*The request*. Can you put the entries into a numbered list, beginning at their first line and stopping after the line that contains "112 L 61 138", with any blank lines left out?

BEGIN Source data

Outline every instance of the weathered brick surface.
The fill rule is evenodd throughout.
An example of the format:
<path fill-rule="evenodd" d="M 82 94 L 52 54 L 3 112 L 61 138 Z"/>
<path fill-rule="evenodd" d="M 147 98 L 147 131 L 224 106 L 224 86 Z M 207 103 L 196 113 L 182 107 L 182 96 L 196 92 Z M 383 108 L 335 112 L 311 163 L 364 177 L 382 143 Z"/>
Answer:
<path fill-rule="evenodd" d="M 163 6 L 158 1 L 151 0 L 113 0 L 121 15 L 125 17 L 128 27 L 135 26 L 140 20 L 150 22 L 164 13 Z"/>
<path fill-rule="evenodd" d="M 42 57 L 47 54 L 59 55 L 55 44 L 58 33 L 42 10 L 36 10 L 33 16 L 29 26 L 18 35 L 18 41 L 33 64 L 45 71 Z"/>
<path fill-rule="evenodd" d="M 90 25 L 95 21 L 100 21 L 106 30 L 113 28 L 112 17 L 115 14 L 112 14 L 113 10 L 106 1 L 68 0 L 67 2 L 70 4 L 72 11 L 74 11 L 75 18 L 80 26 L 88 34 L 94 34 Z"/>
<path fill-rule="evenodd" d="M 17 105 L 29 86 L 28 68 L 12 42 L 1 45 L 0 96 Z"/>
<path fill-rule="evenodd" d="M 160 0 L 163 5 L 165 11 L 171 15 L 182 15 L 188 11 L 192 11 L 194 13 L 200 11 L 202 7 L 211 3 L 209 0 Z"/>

END Source data

*Full solution*.
1. Outline every instance of the weathered brick surface.
2. The fill rule is evenodd throughout.
3. An example of the format:
4. <path fill-rule="evenodd" d="M 82 94 L 52 54 L 3 112 L 61 138 Z"/>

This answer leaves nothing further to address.